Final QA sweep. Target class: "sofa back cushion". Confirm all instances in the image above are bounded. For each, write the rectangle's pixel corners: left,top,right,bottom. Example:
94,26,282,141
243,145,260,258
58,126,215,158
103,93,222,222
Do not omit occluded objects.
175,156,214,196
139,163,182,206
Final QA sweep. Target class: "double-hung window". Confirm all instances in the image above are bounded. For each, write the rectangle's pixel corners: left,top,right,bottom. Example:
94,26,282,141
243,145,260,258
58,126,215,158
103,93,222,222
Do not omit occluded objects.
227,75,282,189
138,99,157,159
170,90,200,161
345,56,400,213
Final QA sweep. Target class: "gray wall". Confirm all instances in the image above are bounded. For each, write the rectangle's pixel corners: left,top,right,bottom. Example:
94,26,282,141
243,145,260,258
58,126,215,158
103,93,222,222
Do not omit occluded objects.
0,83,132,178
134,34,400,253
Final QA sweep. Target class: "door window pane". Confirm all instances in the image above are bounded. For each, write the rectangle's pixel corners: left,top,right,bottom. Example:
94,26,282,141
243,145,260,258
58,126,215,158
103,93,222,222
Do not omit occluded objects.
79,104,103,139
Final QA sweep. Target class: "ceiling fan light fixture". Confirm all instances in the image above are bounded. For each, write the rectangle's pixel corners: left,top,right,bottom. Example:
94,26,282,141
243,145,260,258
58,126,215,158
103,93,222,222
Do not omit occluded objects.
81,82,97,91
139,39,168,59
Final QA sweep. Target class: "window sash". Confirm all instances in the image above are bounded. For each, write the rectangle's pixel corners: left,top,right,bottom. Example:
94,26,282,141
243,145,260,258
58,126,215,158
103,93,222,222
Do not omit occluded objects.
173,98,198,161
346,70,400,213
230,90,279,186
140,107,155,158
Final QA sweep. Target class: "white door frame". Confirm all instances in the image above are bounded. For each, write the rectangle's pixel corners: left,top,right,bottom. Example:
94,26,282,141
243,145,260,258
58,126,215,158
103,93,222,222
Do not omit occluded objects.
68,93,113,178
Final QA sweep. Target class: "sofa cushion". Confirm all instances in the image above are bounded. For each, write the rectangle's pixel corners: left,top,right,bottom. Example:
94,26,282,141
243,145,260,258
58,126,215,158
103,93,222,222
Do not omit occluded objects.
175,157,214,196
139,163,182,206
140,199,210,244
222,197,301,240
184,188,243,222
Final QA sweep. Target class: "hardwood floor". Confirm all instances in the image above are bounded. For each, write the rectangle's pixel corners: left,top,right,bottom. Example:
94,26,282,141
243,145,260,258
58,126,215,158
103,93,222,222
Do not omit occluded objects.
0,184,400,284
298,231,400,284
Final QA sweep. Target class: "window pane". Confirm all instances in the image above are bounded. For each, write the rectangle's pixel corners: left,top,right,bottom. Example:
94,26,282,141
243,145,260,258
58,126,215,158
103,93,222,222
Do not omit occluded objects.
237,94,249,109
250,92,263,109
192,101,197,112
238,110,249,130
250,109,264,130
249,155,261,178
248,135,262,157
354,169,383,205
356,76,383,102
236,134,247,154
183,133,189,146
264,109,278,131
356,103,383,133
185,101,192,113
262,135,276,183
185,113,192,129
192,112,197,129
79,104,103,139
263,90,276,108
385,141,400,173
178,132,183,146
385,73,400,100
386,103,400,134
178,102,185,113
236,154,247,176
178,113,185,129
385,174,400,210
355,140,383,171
....
▶ _EXERCISE BRIEF_:
Reproduce the entire listing above word for word, from its first line to its last.

▶ _ANSWER TO THE PROBLEM_:
Final QA sweep. Target class: "sofa back cushion". Confirm all instances in the image above are bounded. For each, write the rectangle's pixel corners: left,top,right,bottom. Example:
94,26,282,141
243,145,260,258
58,126,215,158
103,93,222,222
Do not omit occluded objects.
175,156,214,196
139,163,182,206
Final QA sweep. Target class: "double-hung window". Confirm all instances in the image above are bounded. For each, write the rectangle's pixel corners: left,top,right,bottom. Example:
94,26,282,141
243,145,260,258
58,126,215,158
103,93,222,222
Do not omit occluded objects.
227,75,282,189
138,99,157,159
170,90,200,161
345,56,400,213
Final QA sweep. Target class: "gray wall". Confirm all instances in the image above are bounded. For each, write the rectangle's pixel corners: left,top,right,bottom. Example:
94,26,282,141
243,145,260,258
58,126,215,158
103,93,222,222
Do not omit occluded objects.
0,83,132,178
134,34,400,253
Final QA sweep. Target class: "door window pane". Confirm all instances in the image above are bounded. For each, write the rectangle's pixel corners: left,top,right,bottom. Example:
94,26,282,141
243,145,260,258
58,126,215,158
103,93,222,222
Do not omit occluded objects.
79,104,103,139
Final QA sweep. Target class: "ceiling fan light fixture". Confirm all instances in the image above are bounded. For each, write the rectangle's pixel corners: left,top,right,bottom. Example:
94,26,282,141
243,145,260,258
58,126,215,158
103,93,222,222
Do not omit occluded objects.
81,82,97,91
139,39,168,59
Final QA sweep. Target class: "window sash". Confirm all instances in the image above are bounded. For each, write the rectangle's pixel corners: left,top,right,bottom. Example:
94,26,282,141
243,145,260,258
58,126,215,158
103,93,222,222
Do not omit occluded objects.
173,98,198,161
346,70,400,213
230,90,279,186
140,107,155,158
Final QA sweep. Target class: "white door frame". Confirm all instances in the image above are bounded. For each, write the rectangle's pixel corners: left,top,right,bottom. Example:
94,26,282,141
243,145,260,258
58,126,215,158
103,93,222,222
Do not omit occluded objects.
68,93,113,178
Final QA sweep. Target class: "sofa cushion". Confirm all instances in the image above are bounded. For each, write the rectangle's pixel corners: left,top,right,bottom. Example:
94,26,282,141
243,145,260,258
58,126,215,158
103,93,222,222
Do not omit occluded objects.
175,157,214,196
139,163,182,206
140,199,210,244
222,197,301,240
184,188,243,222
Final QA sweep. Target class: "hardwood floor". Confirm all instances in the image above are bounded. For each, write the rectangle's pixel corners: left,top,right,bottom. Example:
94,26,282,141
243,145,260,258
58,126,215,158
103,93,222,222
Do not omit occluded objects.
0,184,400,284
298,231,400,284
Final QA sweep. Target class: "window pane". Confirm all instances in the image above are bounded. For each, write the rectangle's pixel corners: left,top,right,bottom. Example:
94,26,282,141
243,145,260,258
58,126,215,158
103,93,222,222
Do not omit occluded objects.
237,94,249,109
250,92,263,109
192,101,197,112
238,110,249,130
250,109,264,130
249,155,261,178
248,135,262,157
354,169,383,205
356,76,383,102
236,134,247,154
183,133,189,146
264,109,278,131
356,103,383,133
185,101,192,113
262,135,276,183
185,113,192,129
192,112,197,129
79,104,103,139
263,90,276,108
385,141,400,173
178,132,183,146
385,73,400,100
386,103,400,134
178,102,185,113
236,154,247,176
178,113,185,129
385,174,400,210
355,140,383,171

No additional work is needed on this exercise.